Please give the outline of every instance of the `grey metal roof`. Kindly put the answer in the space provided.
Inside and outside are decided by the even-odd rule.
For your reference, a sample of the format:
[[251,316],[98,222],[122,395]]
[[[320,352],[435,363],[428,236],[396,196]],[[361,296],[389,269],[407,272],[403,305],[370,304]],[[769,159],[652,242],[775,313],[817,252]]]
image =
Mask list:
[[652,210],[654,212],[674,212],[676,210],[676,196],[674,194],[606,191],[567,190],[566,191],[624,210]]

(Problem to work on): Shift every outline coordinate in the answers of the entries above by adding 51 to each number, then write out all the lines of those entries again, requests included. Everything else stays unchanged, including the format sample.

(Written response):
Please give the outline of every instance of the `grey metal roof`. Kindly put the answer in the space provided.
Inside and outside are decided by the even-odd rule.
For your reference, a sample of the format:
[[251,316],[98,222],[122,395]]
[[[320,352],[435,363],[428,236],[396,196]],[[361,296],[389,269],[407,272],[403,305],[370,304]],[[769,159],[652,242],[775,313],[817,252]]]
image =
Mask list:
[[703,261],[705,263],[725,263],[727,261],[727,247],[725,245],[657,242],[618,241],[617,242],[675,261]]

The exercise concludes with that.